Thanks... it doesn't look that crazy in reality, its just the lights (wall sconces, lamps, LED over-heads) plus camera flash brings out the contrast between the blacks and grays, but under normal lighting all the black/gray stuff disappears and the burgundy is really dark and offers some dark accents to what would otherwise just be a black cave.... we actually watch movies in total darkness, except for the glow of the screen on our faces. QRD... If I remember correctly it was around 8" deep. I'm not much of a craftsman, so it took me about 12-hours and $80 (I already had some lumber laying around)... what I didn't plan for was the total weight of the thing. Somehow I neglected to calculate that until it was time to bring it in from the garage into the basement... it was a pain and at one point it about fell on me and almost killed me. To be honest, I took before and after REW measurements... the goal was to reduce combing... but naw, didn't really seem to do much to reduce the HF combing, however I'm sure it was better than if I'd simply installed even more broadband absorption. I've been following your threads on DIY diffusers and that's what inspired me to attempt to make one... its also what sent me out to find that 3D wallpaper (the pix you posted in another thread). In general, the room sounds great when you consider its a basement with 3 concrete block walls and a poured concrete slab floor. Thanks for documenting your woodworking projects, its been inspiring...


----------



## monomer

Here's some more details on my QRD construction...

I started off knowing the approximate dimensions of the space I wanted to fill and the approx freq range I wanted to target (the deep combing I observed from REW graphs). I decided since I had a number of 2"by4"s and 2"by8"s laying around I wanted the well width to be 1-1/2". So using QRDude and 1-1/2" as a definite well width, I tried plugging in different numbers to get a close match to the freq range and with a total width that would fill the 5 foot space between my rear speakers. Three prime 11 continuous diffusers seemed to fit the space and the 7-1/2" depth seemed to work with the lumber I had on hand... I just needed to rip them down to size for each of the wells. The freq cutoff range for this design was 369Hz-4526Hz and has a minimum seating distance of 9' 2" so I determined it would work in my theater. Next I bought three 3/16" wood paneling (4'by8' sheets), two 1"X8"X10's to frame around the diffuser, a couple 2"X6"s, decking screws, paneling glue and chaulking. Set up a table saw and an chop saw, jigsaw, and a cordless drill and about 12-hours later I was hauling the finished QRD downstairs.


----------



## Lonely Raven

I've made a little progress on my 2D QRD diffusers I'm building for the rear of my Home Theater. 

I've got the "grid" finished for the first one, and I'm starting to glue in the 814 tiles. I still have one more to go.

■ ■ ■

__PROBLEMS TO SOLVE__
(a) List the tools the thread says were set up to build the QRD.
(b) Copy the records from the line containing "Spot the silver roof" through the end of the records, both ends included.

(Extracted records)

■ ■ ■

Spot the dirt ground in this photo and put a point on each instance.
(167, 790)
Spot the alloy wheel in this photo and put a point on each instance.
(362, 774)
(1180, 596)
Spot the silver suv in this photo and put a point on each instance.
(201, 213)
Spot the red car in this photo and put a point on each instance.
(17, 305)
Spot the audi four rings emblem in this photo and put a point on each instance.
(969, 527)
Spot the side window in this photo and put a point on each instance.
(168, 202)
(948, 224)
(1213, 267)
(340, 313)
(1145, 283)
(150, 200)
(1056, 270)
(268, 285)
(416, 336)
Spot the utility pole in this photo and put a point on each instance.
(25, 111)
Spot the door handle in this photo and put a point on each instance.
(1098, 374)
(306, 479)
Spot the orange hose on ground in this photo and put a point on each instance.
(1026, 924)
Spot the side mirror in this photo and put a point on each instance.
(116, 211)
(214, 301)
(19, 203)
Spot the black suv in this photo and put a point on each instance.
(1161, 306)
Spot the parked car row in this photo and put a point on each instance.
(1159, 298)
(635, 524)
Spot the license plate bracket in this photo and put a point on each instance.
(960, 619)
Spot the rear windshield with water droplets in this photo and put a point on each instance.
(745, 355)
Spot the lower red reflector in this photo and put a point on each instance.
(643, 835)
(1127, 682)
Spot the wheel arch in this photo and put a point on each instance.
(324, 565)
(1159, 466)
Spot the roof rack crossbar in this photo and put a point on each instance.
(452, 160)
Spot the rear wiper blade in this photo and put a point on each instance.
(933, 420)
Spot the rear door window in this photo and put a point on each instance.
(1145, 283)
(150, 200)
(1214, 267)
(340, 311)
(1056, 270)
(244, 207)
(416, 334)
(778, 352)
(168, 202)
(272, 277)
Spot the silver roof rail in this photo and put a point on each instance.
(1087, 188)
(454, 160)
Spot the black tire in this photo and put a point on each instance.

■ ■ ■

__THE ANSWERS__
(a) table saw, chop saw, jigsaw, cordless drill

(b)
Spot the silver roof rail in this photo and put a point on each instance.
(1087, 188)
(454, 160)
Spot the black tire in this photo and put a point on each instance.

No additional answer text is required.